+++ Given data +++

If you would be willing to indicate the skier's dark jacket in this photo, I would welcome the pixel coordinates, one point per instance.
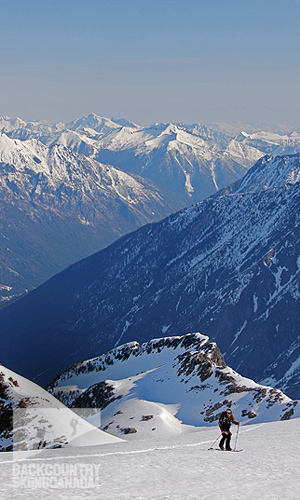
(225, 421)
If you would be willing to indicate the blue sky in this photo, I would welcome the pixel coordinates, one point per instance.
(151, 60)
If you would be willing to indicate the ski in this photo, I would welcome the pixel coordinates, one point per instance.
(219, 449)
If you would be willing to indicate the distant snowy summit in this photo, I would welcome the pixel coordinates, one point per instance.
(161, 386)
(192, 161)
(228, 266)
(58, 206)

+++

What the task requires: Return the complete data unchanged and include none of the pictures.

Completed exercise:
If you would be willing to indicate the skier's dark jacket in this photo, I would welcome the pixel coordinates, one point per instance.
(225, 421)
If you would be willing to indicate the blue sky in this photo, I would welcome the pixel coordinates, one point per instance.
(151, 60)
If you would be willing to indicate the ski in this photo, I would welcome the pixel coordinates, one point per instance.
(219, 449)
If you would be willing to indicate the distant snowy summit in this photo, I would welcome the pixel coordinates, one point per instance.
(161, 386)
(192, 161)
(228, 266)
(58, 206)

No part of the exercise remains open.